Source data |
........

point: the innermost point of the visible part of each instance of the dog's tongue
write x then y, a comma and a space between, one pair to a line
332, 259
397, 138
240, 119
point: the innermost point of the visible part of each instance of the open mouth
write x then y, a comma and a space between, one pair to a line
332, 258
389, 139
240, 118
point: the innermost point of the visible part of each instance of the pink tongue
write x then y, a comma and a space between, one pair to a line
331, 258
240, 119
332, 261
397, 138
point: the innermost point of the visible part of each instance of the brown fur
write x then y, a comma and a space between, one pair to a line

........

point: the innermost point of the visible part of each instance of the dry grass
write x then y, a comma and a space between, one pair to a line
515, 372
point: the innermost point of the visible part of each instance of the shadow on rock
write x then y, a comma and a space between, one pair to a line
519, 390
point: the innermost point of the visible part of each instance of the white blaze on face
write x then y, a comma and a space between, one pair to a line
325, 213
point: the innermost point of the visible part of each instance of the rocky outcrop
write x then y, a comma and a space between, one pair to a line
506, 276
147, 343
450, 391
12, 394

........

ACTIVITY | Please copy the lines in the records above between the one holding "the dog's tongue" and the one holding "the open mouth", inclusive, exactly and with no other line.

TASK SOLUTION |
point: the innermost point of the visible part of each instance of the dog's tongue
write x then y, a comma and a space between, one pair to a line
332, 259
397, 138
240, 119
point: the innermost point of the visible part of each instance of the open mouth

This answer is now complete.